## PROBLEM 1
Decide whether each statement below agrees with the buckwheat porridge article. For each one, answer yes or no and quote the words of the article that decide it. (a) The Book lists brains as one possible addition to buckwheat. (b) Buckwheat can be cooked without being sorted first. (c) Grechka is served only at breakfast.
## PROBLEM 2
Print the stretch of the buckwheat porridge article from "In praise of" through "to come by.", copied word for word.

## SUPPLIED PASSAGE
○ ○ ○ ○
In praise of grechka

A buckwheat porridge is usually served with the butter. Source: Anna Kharzeeva

A buckwheat porridge is usually served with the butter. Source: Anna Kharzeeva

While every Russian is familiar with buckwheat porridge – which can be served for breakfast, lunch or dinner, the ingredients for the simple dish weren’t always so easy to come by.

This time I am making a breakfast meal I am very well acquainted with. Every kid I knew grew up on it, and I’m pretty certain all Russians have loved it at some point in their lives. It’s grechka, the ubiquitous buckwheat porridge that is served not only for breakfast but also appears as a side dish at lunch or dinner.

Buckwheat has to be sorted before cooking, and as a kid, I always had the task of picking out all the bad grains. I remember sitting at a table filled with uncooked buckwheat, talking to my mother, grandmother and brother while sifting through it – it was a bonding experience for every Soviet family.

There are different ways of cooking buckwheat, and someone adept at a particular method will insist religiously that his is the only way. The Book suggests several options for additions to buckwheat, including cooking it with butter, eggs, liver, mushrooms and onion or even brains.

When it’s ready, you’re supposed to wrap it with blankets and leave it in a warm place for a few hours. My grandmother would often disappear into the bedroom before serving breakfast or lunch, where she would unwrap a pot of porridge that had been lovingly tucked in her bed. One also had to check the bed for pots before settling in for a nap – it was a mistake you only made once.
○ ○ ○ ○
## Spatial localization data

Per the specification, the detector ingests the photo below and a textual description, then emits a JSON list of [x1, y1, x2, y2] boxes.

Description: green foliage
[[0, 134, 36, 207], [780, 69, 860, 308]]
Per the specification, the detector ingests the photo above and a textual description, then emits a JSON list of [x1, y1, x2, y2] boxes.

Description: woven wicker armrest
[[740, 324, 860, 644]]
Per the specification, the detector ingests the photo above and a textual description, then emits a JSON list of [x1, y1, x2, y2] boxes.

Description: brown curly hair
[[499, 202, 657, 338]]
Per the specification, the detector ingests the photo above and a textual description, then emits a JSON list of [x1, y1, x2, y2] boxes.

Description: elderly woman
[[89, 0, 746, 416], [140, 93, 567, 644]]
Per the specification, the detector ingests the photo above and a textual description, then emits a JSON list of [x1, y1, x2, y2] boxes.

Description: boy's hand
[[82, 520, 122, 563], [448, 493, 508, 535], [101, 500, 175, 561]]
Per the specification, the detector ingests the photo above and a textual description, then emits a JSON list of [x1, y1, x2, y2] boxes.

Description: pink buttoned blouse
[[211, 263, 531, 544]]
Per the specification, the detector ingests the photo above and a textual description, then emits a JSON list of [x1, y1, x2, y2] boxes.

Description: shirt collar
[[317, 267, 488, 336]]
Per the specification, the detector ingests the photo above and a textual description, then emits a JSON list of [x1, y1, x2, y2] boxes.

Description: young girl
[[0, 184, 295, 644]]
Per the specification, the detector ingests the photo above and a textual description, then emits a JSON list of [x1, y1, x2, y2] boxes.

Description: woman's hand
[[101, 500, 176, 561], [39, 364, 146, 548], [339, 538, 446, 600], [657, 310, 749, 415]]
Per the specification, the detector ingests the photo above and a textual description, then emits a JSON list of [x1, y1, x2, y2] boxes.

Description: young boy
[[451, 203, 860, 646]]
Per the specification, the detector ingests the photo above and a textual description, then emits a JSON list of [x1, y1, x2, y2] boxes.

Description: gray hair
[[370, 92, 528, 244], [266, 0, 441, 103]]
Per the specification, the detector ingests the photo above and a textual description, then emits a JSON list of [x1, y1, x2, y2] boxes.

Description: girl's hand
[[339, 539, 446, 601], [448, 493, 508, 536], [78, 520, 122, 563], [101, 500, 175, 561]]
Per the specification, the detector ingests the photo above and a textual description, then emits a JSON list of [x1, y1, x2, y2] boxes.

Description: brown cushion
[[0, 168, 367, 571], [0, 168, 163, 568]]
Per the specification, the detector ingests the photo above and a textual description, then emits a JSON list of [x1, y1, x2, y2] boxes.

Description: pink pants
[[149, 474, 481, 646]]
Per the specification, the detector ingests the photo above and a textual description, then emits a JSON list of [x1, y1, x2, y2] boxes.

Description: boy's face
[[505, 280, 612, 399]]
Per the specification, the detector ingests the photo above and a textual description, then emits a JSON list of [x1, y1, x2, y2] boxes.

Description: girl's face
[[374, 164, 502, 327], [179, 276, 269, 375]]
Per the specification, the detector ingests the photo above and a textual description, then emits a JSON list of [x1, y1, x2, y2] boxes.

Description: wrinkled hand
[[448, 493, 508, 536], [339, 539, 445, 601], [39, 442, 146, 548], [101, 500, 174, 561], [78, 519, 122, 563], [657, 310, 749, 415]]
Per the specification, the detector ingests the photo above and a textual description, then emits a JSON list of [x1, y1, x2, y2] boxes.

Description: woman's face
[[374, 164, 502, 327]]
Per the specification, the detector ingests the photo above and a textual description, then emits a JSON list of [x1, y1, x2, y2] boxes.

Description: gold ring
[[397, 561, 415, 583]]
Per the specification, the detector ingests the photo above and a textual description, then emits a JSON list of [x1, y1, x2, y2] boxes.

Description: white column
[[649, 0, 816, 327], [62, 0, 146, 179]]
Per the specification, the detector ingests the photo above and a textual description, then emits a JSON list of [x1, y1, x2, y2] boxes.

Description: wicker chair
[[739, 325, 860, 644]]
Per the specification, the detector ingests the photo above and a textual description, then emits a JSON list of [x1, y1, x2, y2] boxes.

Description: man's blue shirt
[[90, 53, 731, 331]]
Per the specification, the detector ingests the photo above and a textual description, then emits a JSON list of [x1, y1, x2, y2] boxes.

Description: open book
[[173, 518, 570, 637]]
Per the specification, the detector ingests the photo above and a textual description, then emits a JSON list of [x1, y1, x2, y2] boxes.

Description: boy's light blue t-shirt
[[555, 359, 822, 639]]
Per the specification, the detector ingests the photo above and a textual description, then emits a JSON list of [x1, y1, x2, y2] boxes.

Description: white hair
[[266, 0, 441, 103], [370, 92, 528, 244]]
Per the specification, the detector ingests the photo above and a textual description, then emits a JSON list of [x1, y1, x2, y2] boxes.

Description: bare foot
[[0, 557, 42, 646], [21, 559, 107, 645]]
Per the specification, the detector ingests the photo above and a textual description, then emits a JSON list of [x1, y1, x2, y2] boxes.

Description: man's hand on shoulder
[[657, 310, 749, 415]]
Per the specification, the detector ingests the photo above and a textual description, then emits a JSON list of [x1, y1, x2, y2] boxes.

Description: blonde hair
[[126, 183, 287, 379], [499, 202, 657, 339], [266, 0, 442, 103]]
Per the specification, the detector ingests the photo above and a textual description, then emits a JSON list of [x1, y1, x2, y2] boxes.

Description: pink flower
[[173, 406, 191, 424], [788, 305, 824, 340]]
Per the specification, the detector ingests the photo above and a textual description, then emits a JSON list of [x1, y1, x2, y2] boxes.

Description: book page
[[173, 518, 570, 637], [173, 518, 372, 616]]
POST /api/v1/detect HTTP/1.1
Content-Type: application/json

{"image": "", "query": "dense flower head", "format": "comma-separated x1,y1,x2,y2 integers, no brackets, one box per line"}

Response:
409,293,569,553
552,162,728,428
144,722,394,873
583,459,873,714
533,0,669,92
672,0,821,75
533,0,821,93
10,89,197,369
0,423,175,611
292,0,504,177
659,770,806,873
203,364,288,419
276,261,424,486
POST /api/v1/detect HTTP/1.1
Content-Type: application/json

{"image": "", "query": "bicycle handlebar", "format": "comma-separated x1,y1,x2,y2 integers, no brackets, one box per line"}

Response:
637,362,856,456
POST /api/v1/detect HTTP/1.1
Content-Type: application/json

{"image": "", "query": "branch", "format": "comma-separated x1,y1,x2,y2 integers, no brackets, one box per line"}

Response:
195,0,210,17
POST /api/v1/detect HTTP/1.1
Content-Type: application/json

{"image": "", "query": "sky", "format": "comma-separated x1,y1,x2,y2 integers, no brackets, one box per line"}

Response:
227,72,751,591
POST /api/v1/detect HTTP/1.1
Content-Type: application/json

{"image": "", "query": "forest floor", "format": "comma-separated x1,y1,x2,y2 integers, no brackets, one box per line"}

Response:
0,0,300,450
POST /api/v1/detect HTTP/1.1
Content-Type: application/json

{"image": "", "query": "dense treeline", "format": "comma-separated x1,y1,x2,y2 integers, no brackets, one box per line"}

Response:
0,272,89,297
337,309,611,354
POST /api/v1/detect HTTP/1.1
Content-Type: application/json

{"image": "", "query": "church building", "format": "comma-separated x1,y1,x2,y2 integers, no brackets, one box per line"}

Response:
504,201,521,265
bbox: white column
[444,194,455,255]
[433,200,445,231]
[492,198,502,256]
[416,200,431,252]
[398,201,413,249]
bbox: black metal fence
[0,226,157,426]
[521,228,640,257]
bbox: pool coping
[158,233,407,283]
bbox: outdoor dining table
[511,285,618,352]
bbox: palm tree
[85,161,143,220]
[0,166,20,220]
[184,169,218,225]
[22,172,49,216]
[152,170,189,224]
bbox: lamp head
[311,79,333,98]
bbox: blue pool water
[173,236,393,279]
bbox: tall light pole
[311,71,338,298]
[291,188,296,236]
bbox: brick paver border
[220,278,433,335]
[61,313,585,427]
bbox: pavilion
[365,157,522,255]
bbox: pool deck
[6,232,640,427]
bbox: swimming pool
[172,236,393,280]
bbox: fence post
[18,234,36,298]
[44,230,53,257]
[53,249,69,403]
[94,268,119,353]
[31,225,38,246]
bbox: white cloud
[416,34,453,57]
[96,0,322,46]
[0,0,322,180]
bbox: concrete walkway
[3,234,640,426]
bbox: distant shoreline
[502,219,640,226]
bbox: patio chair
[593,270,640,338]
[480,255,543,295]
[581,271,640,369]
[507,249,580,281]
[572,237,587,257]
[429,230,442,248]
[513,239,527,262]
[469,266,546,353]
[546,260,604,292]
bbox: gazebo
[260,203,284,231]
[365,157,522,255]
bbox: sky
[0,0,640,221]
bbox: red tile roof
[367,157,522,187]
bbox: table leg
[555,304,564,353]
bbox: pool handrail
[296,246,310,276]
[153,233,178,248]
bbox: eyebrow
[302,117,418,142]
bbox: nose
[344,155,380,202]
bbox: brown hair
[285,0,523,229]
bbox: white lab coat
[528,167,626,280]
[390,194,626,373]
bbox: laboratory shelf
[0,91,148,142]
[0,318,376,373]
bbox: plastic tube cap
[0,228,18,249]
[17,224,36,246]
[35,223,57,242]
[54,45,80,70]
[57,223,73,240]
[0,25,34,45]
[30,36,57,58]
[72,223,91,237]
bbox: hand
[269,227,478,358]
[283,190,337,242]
○ ○ ○ ○
## TASK ANSWER 1
(a) Yes: "The Book suggests several options for additions to buckwheat, including cooking it with butter, eggs, liver, mushrooms and onion or even brains."
(b) No: "Buckwheat has to be sorted before cooking"
(c) No: "served not only for breakfast but also appears as a side dish at lunch or dinner"

## TASK ANSWER 2
In praise of grechka

A buckwheat porridge is usually served with the butter. Source: Anna Kharzeeva

A buckwheat porridge is usually served with the butter. Source: Anna Kharzeeva

While every Russian is familiar with buckwheat porridge – which can be served for breakfast, lunch or dinner, the ingredients for the simple dish weren’t always so easy to come by.